EXERCISE DIRECTIONS: Continue the passage on enlarging time under the Civil Procedure Act, starting right after the quoted text of section 96.

DOCUMENT:
The quoted rule comes into play where there has been an alternative dispute resolution effort. There must be a minimum of two parties namely the plaintiff and the defendant. Where the defence has been struck out, the rule cannot be applied because there would be no mediation. It is order 9 rules 5 up to rule 10 which deal with situations where no defence has been filed that would be applicable. Provisions relating to alternative dispute resolution, scheduling conference and the subsequent rules for filing the remainder of the interlocutory applications presuppose a plaintiff and a defendant in the very least. In those circumstances, the respondents objection in as far as it relates to the contention that the applicant ought to have filed an application within 21 days has no merit as 21 days ran from the time alternative dispute resolution effort has been completed. In any case, the application also presupposes the holding of a scheduling conference inter parties. A scheduling conference cannot be held where there is only a plaintiff on record and no defendant.
In addition learned counsel for the respondent contended that there was dilatory conduct on the part of the applicant. The question of whether there was dilatory conduct depends on the evidence. It is therefore a question on the merits of the application and cannot be considered as a preliminary point of law. The question of whether there should be an enlargement of time to do any act prescribed were allowed by the Civil Procedure Act, engages the courts discretion under section 96 of the Civil Procedure Act and it is on the merits. Section 96 of the CPA provides as follows:
"Where any period fixed or granted by the court for the doing of any act prescribed or allowed by this Act, the court may, in its discretion, from time to time, enlarge that period, even though the period originally fixed or granted may have expired."

DATA BLOCK:
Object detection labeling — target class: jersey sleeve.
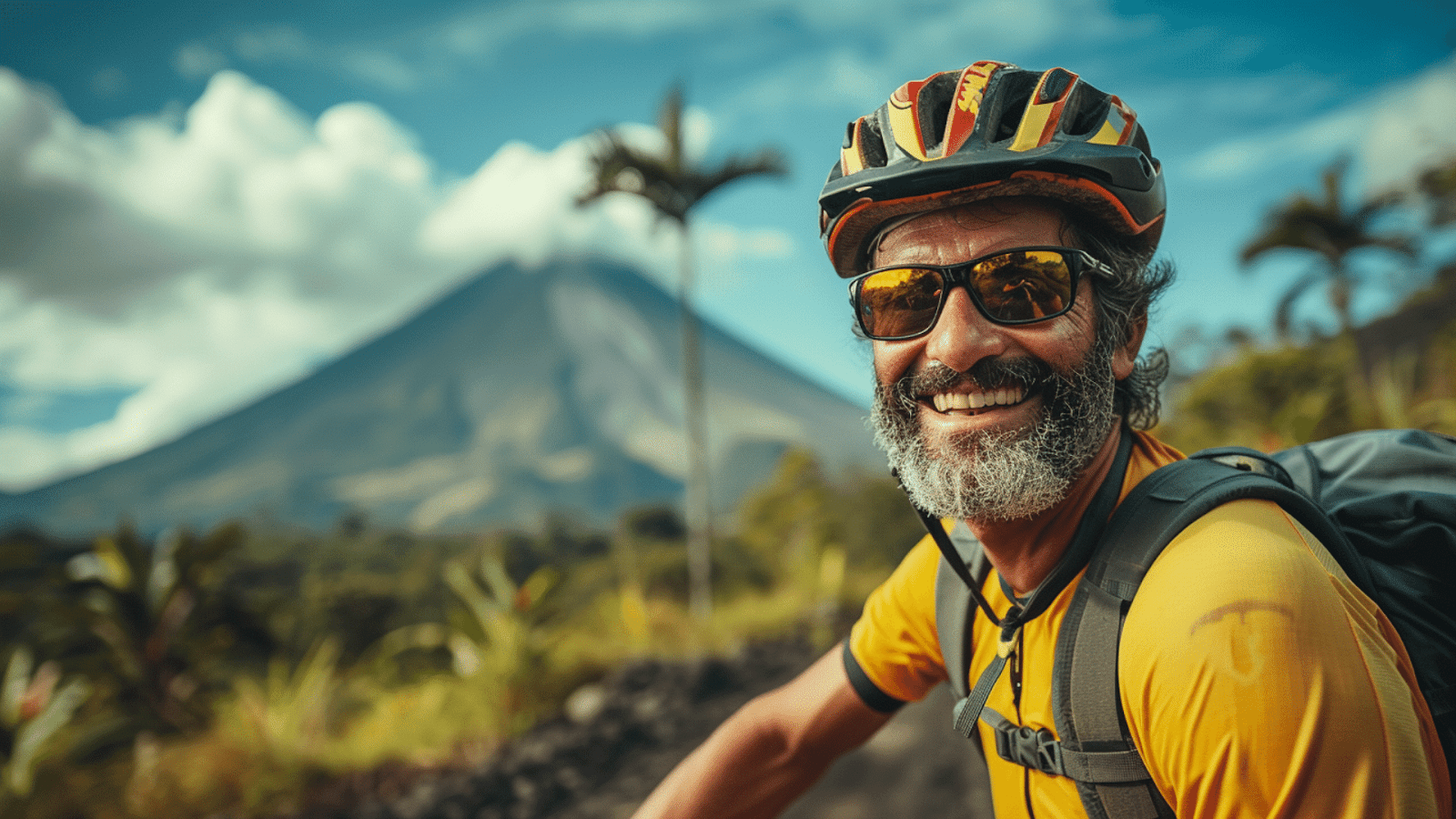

THE ANSWER:
Whether the application is supported by defective affidavits
The first ground of objection to the affidavits is that the deponents do not state that they are recognised agents of the applicant within the meaning of the law. Secondly they do not indicate that the authorised by the applicant's where the affidavits. Thirdly no authority from the applicant authorising the deponents to swear affidavits has been attached to the application. Learned counsel relied on the case of Mugoya Construction and Engineering Ltd versus Central Electrical International Ltd High Court, Commercial Court, and Miscellaneous Application No. 699 of 2011. The applicant's position on the other hand is that the case of Mugoya Construction and Engineering Ltd versus Central Electrical International Ltd (supra) dealt with affidavits made in the capacity as agents. I totally agree with the applicants submissions on this point. The ruling of the court at page 4 in that case is to the effect:
"The words "duly appointed to act" are clearly distinguishable from an advocate who has been duly instructed. An appointment to act on behalf of the client must be in writing. This requirement would be consistent with order 7 rule 4 of the Civil Procedure Rules. This rule requires evidence that a person pleading in a representative capacity should demonstrate that the necessary steps have been taken to enable the representative to institute a suit in a representative character. This also applies to making an affidavit in the capacity of a party to the action. In this particular case, the applicant is a limited liability company and a written authority for learned counsel Ivan Kyateka to make an affidavit in the capacity of a party and not that of an advocate should be attached to the affidavit in support."
The ruling is explicit about the point that it refers to the capacity of an advocate to make good the position in a representative capacity of the party to the suit. It clearly distinguishes between an advocate duly instructed and an advocate instructed to represent the party in the action. Where an advocate is duly instructed, the restrictions to any affidavit to which he or she deposes, is governed by order 19 rule 3 of the Civil Procedure Rules. The question of whether the deponent makes a deposition in the capacity of a party or as a witness is the only distinction that is relevant. In the case of Mugoya Construction Company Ltd (supra) the court was concerned with the representative character of the advocate in that case as he specially pleaded that the affidavit was made as an authorised agent duly appointed. The court considered order 3 rule 1 of the Civil Procedure Rules which provides that any application to or appearance or act in any court required or authorised by the law to be made or done by a party such court, may be done by his or her recognised agent. Leave to appeal was granted from the decision and the matter may well be on appeal.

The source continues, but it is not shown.